How many of the lines below contain the string "beak", matching case exactly? Reply with only the number.

--------------------------------------------------

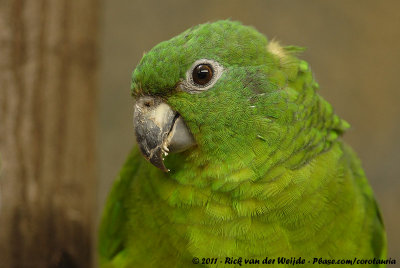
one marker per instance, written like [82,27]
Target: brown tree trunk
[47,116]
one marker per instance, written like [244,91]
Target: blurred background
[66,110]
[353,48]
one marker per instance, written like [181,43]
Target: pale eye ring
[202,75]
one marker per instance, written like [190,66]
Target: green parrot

--------------------------------------------------

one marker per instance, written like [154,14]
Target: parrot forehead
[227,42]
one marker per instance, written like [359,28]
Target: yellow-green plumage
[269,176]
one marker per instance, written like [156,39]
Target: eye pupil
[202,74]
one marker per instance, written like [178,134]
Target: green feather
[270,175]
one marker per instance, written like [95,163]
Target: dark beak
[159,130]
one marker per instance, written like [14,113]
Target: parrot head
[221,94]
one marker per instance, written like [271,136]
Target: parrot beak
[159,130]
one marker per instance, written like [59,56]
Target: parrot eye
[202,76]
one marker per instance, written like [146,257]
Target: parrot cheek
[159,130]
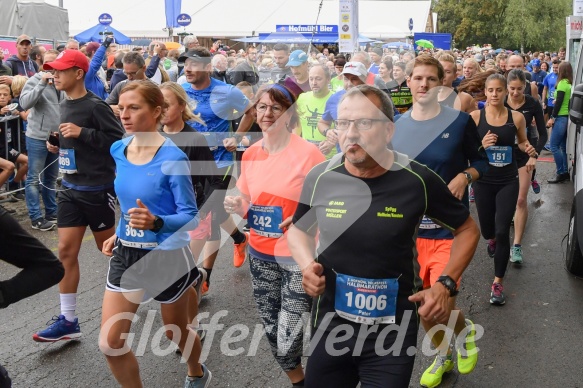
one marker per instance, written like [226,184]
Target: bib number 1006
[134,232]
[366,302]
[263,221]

--------------------------------------------------

_Task output_: 2